§ **Objective A**
Render as a numbered list, with blank lines skipped, the lines of the listing from its first line through the line holding "M 135 109 L", inclusive, and leave out the pictures.

§ **Provided text**
A company raises capital by issuing Shares to the public. The money is collected in installments: Application, Allotment, First Call, and Final Call.


1. Terms of Issue

A. Issue at Par

Issued at Face Value (Nominal Value). E.g., Share of ₹10 issued at ₹10.

B. Issue at Premium

Issued at higher than Face Value. E.g., Share of ₹10 issued at ₹12.

  • The extra ₹2 is profit, credited to "Securities Premium A/c".
  • Usage (Sec 52): Can be used ONLY for:
    1. Issuing Bonus Shares.
    2. Writing off preliminary expenses.
    3. Writing off commission/discount on issue.
    4. Providing premium on redemption of Preference Shares/Debentures.
    5. Buyback of own shares.

C. Issue at Discount (Section 53)

Strictly Prohibited: A company CANNOT issue shares at a discount (below Face Value).

  • Exception: Sweat Equity Shares issued to employees/directors for know-how/IP rights.

2. Journal Entries (Basic)

Example: 10,000 Shares of ₹10 each. Application ₹3, Allotment ₹4, First & Final Call ₹3.

§ **Records from a dataset**
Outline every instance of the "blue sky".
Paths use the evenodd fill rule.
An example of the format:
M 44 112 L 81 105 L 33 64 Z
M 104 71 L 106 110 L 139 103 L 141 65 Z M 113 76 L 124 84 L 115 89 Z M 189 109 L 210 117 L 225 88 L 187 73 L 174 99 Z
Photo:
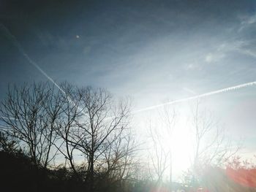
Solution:
M 135 109 L 256 80 L 255 1 L 1 1 L 0 22 L 58 82 L 130 96 Z M 47 80 L 0 31 L 8 83 Z M 254 146 L 256 87 L 205 99 Z

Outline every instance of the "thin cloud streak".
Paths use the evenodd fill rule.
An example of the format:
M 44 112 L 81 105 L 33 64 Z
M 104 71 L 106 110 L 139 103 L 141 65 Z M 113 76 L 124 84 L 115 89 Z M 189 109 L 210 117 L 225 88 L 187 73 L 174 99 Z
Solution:
M 62 92 L 64 95 L 67 95 L 66 92 L 49 76 L 48 75 L 44 70 L 41 69 L 41 67 L 39 66 L 39 65 L 34 61 L 29 55 L 26 53 L 24 49 L 22 47 L 20 44 L 18 42 L 16 37 L 11 34 L 11 32 L 8 30 L 7 27 L 5 27 L 2 23 L 0 23 L 0 28 L 1 31 L 4 32 L 4 34 L 7 35 L 7 37 L 11 40 L 11 42 L 13 43 L 13 45 L 18 48 L 18 50 L 20 51 L 20 53 L 26 58 L 26 60 L 29 61 L 29 64 L 33 65 L 34 67 L 37 68 L 38 71 L 39 71 L 48 80 L 49 80 L 51 82 L 53 83 L 53 85 Z M 69 96 L 67 96 L 67 99 L 69 102 L 71 102 L 72 104 L 75 106 L 75 102 L 72 100 L 72 99 Z
M 7 27 L 5 27 L 2 23 L 0 23 L 0 28 L 7 37 L 11 40 L 13 45 L 18 48 L 20 53 L 26 58 L 29 64 L 36 67 L 47 79 L 48 79 L 51 82 L 54 84 L 56 88 L 58 88 L 63 93 L 66 94 L 65 91 L 49 76 L 39 66 L 39 65 L 34 61 L 25 52 L 24 49 L 22 47 L 20 44 L 18 42 L 17 39 L 14 35 L 11 34 L 11 32 L 8 30 Z
M 166 105 L 170 105 L 170 104 L 176 104 L 176 103 L 181 103 L 181 102 L 184 102 L 184 101 L 188 101 L 197 99 L 199 98 L 206 97 L 206 96 L 212 96 L 212 95 L 215 95 L 215 94 L 218 94 L 218 93 L 224 93 L 224 92 L 227 92 L 227 91 L 233 91 L 233 90 L 237 90 L 237 89 L 240 89 L 240 88 L 246 88 L 246 87 L 253 86 L 253 85 L 256 85 L 256 81 L 249 82 L 246 82 L 246 83 L 244 83 L 244 84 L 240 84 L 238 85 L 235 85 L 235 86 L 232 86 L 232 87 L 229 87 L 229 88 L 222 88 L 222 89 L 208 92 L 208 93 L 197 95 L 197 96 L 195 96 L 187 97 L 187 98 L 175 100 L 175 101 L 167 102 L 167 103 L 163 103 L 163 104 L 157 104 L 157 105 L 148 107 L 146 107 L 143 109 L 140 109 L 140 110 L 134 111 L 132 113 L 136 114 L 138 112 L 152 110 L 154 110 L 154 109 L 163 107 L 163 106 L 166 106 Z

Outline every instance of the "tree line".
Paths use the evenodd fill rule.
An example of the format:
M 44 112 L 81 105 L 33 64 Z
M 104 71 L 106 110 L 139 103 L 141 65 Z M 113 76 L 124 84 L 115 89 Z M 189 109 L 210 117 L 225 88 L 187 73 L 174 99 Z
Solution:
M 203 168 L 219 166 L 236 153 L 230 150 L 230 143 L 223 142 L 221 129 L 215 128 L 212 118 L 206 112 L 200 112 L 198 107 L 197 102 L 192 121 L 193 163 L 184 177 L 184 183 L 195 188 L 200 185 Z M 43 178 L 64 180 L 62 185 L 72 183 L 73 189 L 148 191 L 163 185 L 167 172 L 169 181 L 165 184 L 170 191 L 175 185 L 172 146 L 163 148 L 161 134 L 172 139 L 176 112 L 165 107 L 160 114 L 163 124 L 158 126 L 165 130 L 162 128 L 162 133 L 149 126 L 153 145 L 146 163 L 136 156 L 139 147 L 131 117 L 130 99 L 115 99 L 102 88 L 80 88 L 67 82 L 58 87 L 48 82 L 10 85 L 0 106 L 0 150 L 29 161 L 39 180 L 45 180 L 42 174 L 38 176 L 43 170 Z M 203 145 L 208 134 L 212 137 Z M 4 157 L 8 159 L 8 155 Z M 68 191 L 62 188 L 65 190 Z

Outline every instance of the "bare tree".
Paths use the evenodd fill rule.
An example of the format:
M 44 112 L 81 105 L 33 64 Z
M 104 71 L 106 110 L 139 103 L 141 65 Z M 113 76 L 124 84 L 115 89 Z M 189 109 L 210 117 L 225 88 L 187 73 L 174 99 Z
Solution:
M 232 157 L 239 147 L 232 145 L 219 126 L 206 109 L 200 109 L 197 101 L 192 112 L 192 131 L 195 137 L 195 150 L 192 160 L 192 179 L 208 166 L 222 166 Z
M 153 128 L 150 123 L 150 137 L 152 147 L 150 153 L 151 163 L 153 166 L 152 178 L 157 176 L 157 185 L 162 182 L 163 176 L 168 166 L 170 150 L 164 147 L 162 132 Z M 150 165 L 151 166 L 151 165 Z
M 175 108 L 171 108 L 170 106 L 164 106 L 163 110 L 159 112 L 159 117 L 161 118 L 162 123 L 163 123 L 163 127 L 165 128 L 165 134 L 166 134 L 168 139 L 170 141 L 173 140 L 173 132 L 175 129 L 175 123 L 177 118 L 177 112 Z M 172 184 L 172 176 L 173 176 L 173 156 L 172 156 L 172 147 L 170 142 L 170 145 L 167 146 L 169 150 L 169 164 L 170 164 L 170 174 L 169 174 L 169 182 L 170 182 L 170 190 L 171 191 Z
M 0 108 L 0 120 L 9 127 L 6 133 L 18 141 L 20 148 L 25 147 L 36 166 L 44 167 L 55 155 L 53 153 L 50 157 L 56 139 L 55 118 L 46 110 L 53 91 L 48 83 L 10 86 Z

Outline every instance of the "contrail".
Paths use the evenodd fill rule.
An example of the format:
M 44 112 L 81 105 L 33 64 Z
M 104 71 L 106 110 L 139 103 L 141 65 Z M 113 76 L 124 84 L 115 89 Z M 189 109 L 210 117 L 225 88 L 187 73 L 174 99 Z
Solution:
M 26 58 L 29 64 L 36 67 L 47 79 L 53 83 L 56 88 L 58 88 L 63 93 L 66 94 L 65 91 L 49 76 L 39 66 L 34 62 L 25 52 L 20 44 L 18 42 L 17 39 L 11 32 L 6 28 L 2 23 L 0 24 L 1 29 L 4 32 L 8 39 L 13 43 L 13 45 L 18 48 L 20 53 Z
M 39 66 L 39 65 L 34 61 L 29 55 L 26 53 L 24 49 L 22 47 L 20 44 L 18 42 L 16 37 L 11 34 L 11 32 L 8 30 L 7 28 L 6 28 L 2 23 L 0 23 L 0 28 L 4 32 L 5 35 L 13 43 L 13 45 L 18 48 L 18 50 L 20 51 L 20 53 L 25 57 L 25 58 L 29 61 L 29 64 L 33 65 L 34 67 L 37 69 L 38 71 L 41 72 L 48 80 L 49 80 L 51 82 L 53 83 L 53 85 L 62 92 L 64 95 L 67 96 L 67 99 L 69 102 L 71 102 L 72 104 L 75 106 L 75 104 L 74 101 L 67 95 L 67 93 L 49 76 L 48 75 L 44 70 L 41 69 L 41 67 Z
M 154 110 L 156 108 L 159 108 L 159 107 L 166 106 L 166 105 L 170 105 L 170 104 L 176 104 L 176 103 L 181 103 L 181 102 L 184 102 L 184 101 L 190 101 L 190 100 L 193 100 L 193 99 L 197 99 L 202 98 L 202 97 L 209 96 L 211 95 L 215 95 L 215 94 L 218 94 L 218 93 L 224 93 L 224 92 L 227 92 L 227 91 L 233 91 L 233 90 L 240 89 L 240 88 L 246 88 L 246 87 L 253 86 L 253 85 L 256 85 L 256 81 L 249 82 L 246 82 L 246 83 L 244 83 L 244 84 L 240 84 L 240 85 L 235 85 L 233 87 L 222 88 L 222 89 L 208 92 L 206 93 L 203 93 L 200 95 L 195 96 L 187 97 L 187 98 L 184 98 L 184 99 L 174 100 L 174 101 L 170 101 L 170 102 L 166 102 L 166 103 L 163 103 L 163 104 L 157 104 L 157 105 L 148 107 L 146 108 L 143 108 L 143 109 L 134 111 L 132 113 L 135 114 L 135 113 L 138 113 L 138 112 L 141 112 L 148 111 L 148 110 Z

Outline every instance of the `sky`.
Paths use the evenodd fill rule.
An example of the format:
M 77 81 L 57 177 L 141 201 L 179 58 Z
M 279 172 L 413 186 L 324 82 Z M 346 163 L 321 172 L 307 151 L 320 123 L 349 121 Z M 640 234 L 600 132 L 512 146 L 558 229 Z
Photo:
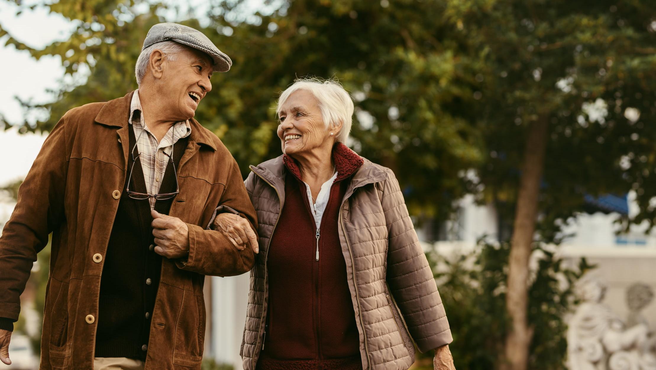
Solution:
M 166 0 L 165 0 L 166 1 Z M 25 5 L 40 3 L 37 0 L 24 0 Z M 172 0 L 173 3 L 176 3 Z M 274 1 L 276 3 L 276 1 Z M 203 14 L 207 7 L 207 0 L 190 0 L 177 4 L 181 14 L 188 12 L 196 16 Z M 263 0 L 249 0 L 242 9 L 245 14 L 258 10 L 268 12 L 275 4 L 265 5 Z M 19 41 L 31 47 L 41 49 L 54 41 L 69 38 L 73 30 L 71 21 L 57 14 L 50 14 L 47 8 L 37 7 L 34 10 L 25 10 L 16 16 L 18 7 L 8 1 L 0 1 L 0 24 Z M 174 18 L 171 14 L 161 14 L 167 20 Z M 202 17 L 199 17 L 202 21 Z M 174 19 L 170 20 L 174 21 Z M 54 96 L 48 92 L 56 89 L 64 77 L 64 68 L 58 57 L 45 56 L 37 60 L 27 51 L 18 51 L 13 46 L 5 46 L 8 36 L 0 37 L 0 114 L 11 123 L 22 123 L 24 112 L 14 96 L 35 103 L 52 101 Z M 69 77 L 70 78 L 70 77 Z M 28 121 L 34 119 L 28 117 Z M 39 149 L 45 139 L 40 134 L 19 134 L 15 129 L 0 129 L 0 155 L 5 160 L 0 165 L 0 186 L 24 178 Z M 0 211 L 0 218 L 1 218 Z
M 71 24 L 62 16 L 49 14 L 43 8 L 25 12 L 16 16 L 16 7 L 0 2 L 0 24 L 18 41 L 33 47 L 42 48 L 57 39 L 66 39 Z M 34 25 L 38 24 L 38 27 Z M 20 36 L 18 36 L 20 35 Z M 5 46 L 7 36 L 0 37 L 0 114 L 10 122 L 22 122 L 24 112 L 14 96 L 35 102 L 53 99 L 47 91 L 58 86 L 64 75 L 64 68 L 58 58 L 45 57 L 39 60 L 26 51 L 17 51 Z M 25 177 L 39 150 L 45 140 L 39 134 L 19 134 L 16 129 L 0 130 L 0 186 Z M 2 211 L 0 210 L 0 217 Z

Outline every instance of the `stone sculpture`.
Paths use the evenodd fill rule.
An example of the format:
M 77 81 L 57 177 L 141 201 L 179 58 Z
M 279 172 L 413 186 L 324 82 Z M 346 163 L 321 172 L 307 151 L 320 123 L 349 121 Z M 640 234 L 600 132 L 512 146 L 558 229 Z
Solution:
M 569 320 L 569 370 L 656 370 L 656 336 L 640 311 L 653 298 L 651 289 L 634 284 L 627 291 L 631 319 L 626 323 L 602 303 L 603 279 L 588 274 L 577 289 L 583 302 Z

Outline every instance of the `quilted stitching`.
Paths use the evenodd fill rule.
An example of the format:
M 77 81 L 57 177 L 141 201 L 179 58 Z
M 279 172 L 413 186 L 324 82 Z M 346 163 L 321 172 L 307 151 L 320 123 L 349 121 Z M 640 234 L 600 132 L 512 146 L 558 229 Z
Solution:
M 276 160 L 270 161 L 258 168 L 262 170 L 265 165 L 282 165 L 281 160 L 276 165 Z M 432 271 L 419 245 L 394 174 L 366 161 L 354 175 L 354 182 L 360 171 L 375 173 L 380 170 L 385 172 L 386 177 L 374 186 L 365 184 L 354 191 L 345 202 L 342 216 L 355 262 L 371 369 L 407 369 L 413 361 L 414 349 L 405 346 L 398 331 L 389 309 L 388 293 L 395 298 L 407 331 L 420 350 L 433 349 L 452 339 Z M 267 167 L 266 173 L 281 173 L 278 169 Z M 251 199 L 258 209 L 260 244 L 266 246 L 278 216 L 277 195 L 268 184 L 253 174 L 246 183 L 249 194 L 256 194 L 252 195 Z M 342 230 L 339 232 L 341 235 Z M 342 247 L 346 250 L 346 245 Z M 352 284 L 351 261 L 347 258 L 346 262 Z M 260 258 L 251 270 L 244 330 L 243 359 L 244 368 L 248 369 L 251 367 L 251 356 L 257 340 L 264 303 L 264 276 L 263 258 Z M 386 283 L 389 285 L 388 292 Z M 401 326 L 401 329 L 406 328 Z M 258 347 L 259 350 L 261 346 Z M 256 352 L 255 358 L 258 356 Z

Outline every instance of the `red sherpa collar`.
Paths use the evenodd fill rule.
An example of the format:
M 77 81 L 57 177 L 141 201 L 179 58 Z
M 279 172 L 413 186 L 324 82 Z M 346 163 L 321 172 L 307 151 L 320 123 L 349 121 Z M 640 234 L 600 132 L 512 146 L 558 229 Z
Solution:
M 300 177 L 300 169 L 298 168 L 298 163 L 296 159 L 285 154 L 283 155 L 283 161 L 292 175 L 299 180 L 302 180 Z M 337 178 L 335 179 L 335 182 L 351 176 L 365 162 L 362 157 L 342 142 L 338 142 L 333 147 L 333 161 L 335 162 L 335 168 L 337 170 Z

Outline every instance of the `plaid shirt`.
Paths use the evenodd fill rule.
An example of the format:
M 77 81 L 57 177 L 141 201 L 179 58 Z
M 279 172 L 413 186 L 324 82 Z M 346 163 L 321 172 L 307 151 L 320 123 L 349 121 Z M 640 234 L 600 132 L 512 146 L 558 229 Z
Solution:
M 139 91 L 136 90 L 132 96 L 132 103 L 130 104 L 130 121 L 136 138 L 136 148 L 144 171 L 146 188 L 149 194 L 157 194 L 159 192 L 164 171 L 169 164 L 169 157 L 164 152 L 173 157 L 173 144 L 179 139 L 188 136 L 192 132 L 192 126 L 188 120 L 176 122 L 169 129 L 161 141 L 157 142 L 155 135 L 146 125 L 142 112 Z M 150 202 L 150 209 L 154 209 L 155 198 L 148 198 L 148 201 Z

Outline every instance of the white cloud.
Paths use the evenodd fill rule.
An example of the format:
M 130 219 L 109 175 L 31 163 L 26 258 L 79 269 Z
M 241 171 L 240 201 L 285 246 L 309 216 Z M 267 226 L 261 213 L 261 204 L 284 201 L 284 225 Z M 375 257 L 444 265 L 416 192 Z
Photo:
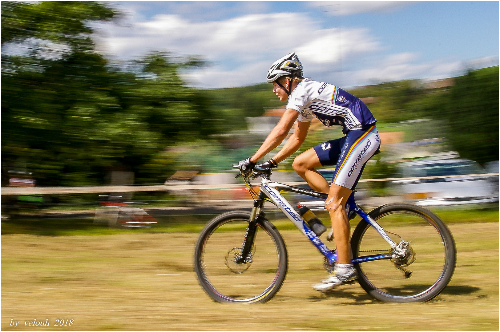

§ **Objective B**
Answer these questions from the passage on issuing shares:
(i) Which section covers issue at a discount?
(ii) In the issue-at-premium example, at what price is a ₹10 share issued?
(iii) In the journal entries example, how much per share is due on allotment?

§ **Correct output A**
1. Outline every instance of the "blue sky".
2. Paths use the evenodd fill rule.
3. An example of the format:
4. M 44 112 L 81 105 L 33 64 Z
5. M 104 71 L 106 110 L 139 103 L 141 65 Z M 113 76 L 124 84 L 115 89 Z M 189 109 L 210 117 L 225 88 L 187 73 L 174 99 Z
6. Photo:
7. Solution:
8. M 135 109 L 256 80 L 255 1 L 1 1 L 0 22 L 58 82 L 130 96 Z M 47 80 L 0 31 L 8 83 Z M 254 146 L 256 87 L 205 99 Z

§ **Correct output B**
(i) Section 53
(ii) ₹12
(iii) ₹4